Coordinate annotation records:

_ _ _ _

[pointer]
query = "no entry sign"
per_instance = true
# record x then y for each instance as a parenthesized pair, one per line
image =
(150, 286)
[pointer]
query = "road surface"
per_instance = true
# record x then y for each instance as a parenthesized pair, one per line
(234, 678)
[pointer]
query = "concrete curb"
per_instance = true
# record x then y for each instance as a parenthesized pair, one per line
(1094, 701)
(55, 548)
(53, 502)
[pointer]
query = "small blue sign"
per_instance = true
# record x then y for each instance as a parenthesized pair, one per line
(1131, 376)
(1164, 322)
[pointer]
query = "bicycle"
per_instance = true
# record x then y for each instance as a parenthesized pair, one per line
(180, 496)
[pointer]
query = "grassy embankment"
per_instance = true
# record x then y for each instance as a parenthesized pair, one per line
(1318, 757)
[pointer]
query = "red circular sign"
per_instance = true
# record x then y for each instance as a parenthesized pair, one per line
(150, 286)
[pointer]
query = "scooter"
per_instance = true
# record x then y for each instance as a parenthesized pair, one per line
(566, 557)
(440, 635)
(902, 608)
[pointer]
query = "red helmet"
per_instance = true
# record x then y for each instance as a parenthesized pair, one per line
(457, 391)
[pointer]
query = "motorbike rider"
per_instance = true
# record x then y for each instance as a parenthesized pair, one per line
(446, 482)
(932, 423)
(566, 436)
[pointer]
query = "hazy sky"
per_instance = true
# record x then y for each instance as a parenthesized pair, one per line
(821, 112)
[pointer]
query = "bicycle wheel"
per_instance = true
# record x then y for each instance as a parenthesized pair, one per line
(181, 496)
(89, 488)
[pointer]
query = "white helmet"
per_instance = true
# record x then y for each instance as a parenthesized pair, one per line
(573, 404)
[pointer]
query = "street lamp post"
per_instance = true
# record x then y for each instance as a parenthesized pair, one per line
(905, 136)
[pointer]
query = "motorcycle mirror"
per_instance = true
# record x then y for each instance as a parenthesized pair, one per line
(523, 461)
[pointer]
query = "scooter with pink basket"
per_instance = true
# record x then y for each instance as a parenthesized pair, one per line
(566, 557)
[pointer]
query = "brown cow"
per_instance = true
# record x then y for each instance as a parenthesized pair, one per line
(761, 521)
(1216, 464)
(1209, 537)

_ _ _ _

§ Given problem: Return each line of the records above that contains the string "sign".

§ Response:
query = "no entry sign"
query = "small blue sign"
query = "red circular sign"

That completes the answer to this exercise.